Although the records contain pictures, only their text should be set down, exactly as written.

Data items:
= Beginning of Section =

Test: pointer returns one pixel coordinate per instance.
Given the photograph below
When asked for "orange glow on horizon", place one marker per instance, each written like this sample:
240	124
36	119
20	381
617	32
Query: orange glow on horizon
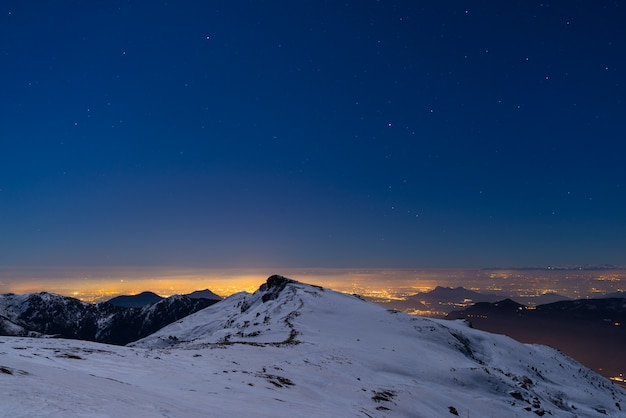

= End of Section =

=== Your solution ===
Test: pointer returns one pixel coordinate per instance.
Given the photograph below
When asked for "orange glow on horizon", place one marker per instance, each written like this sample:
240	124
36	119
20	381
617	32
Query: orange glow on horizon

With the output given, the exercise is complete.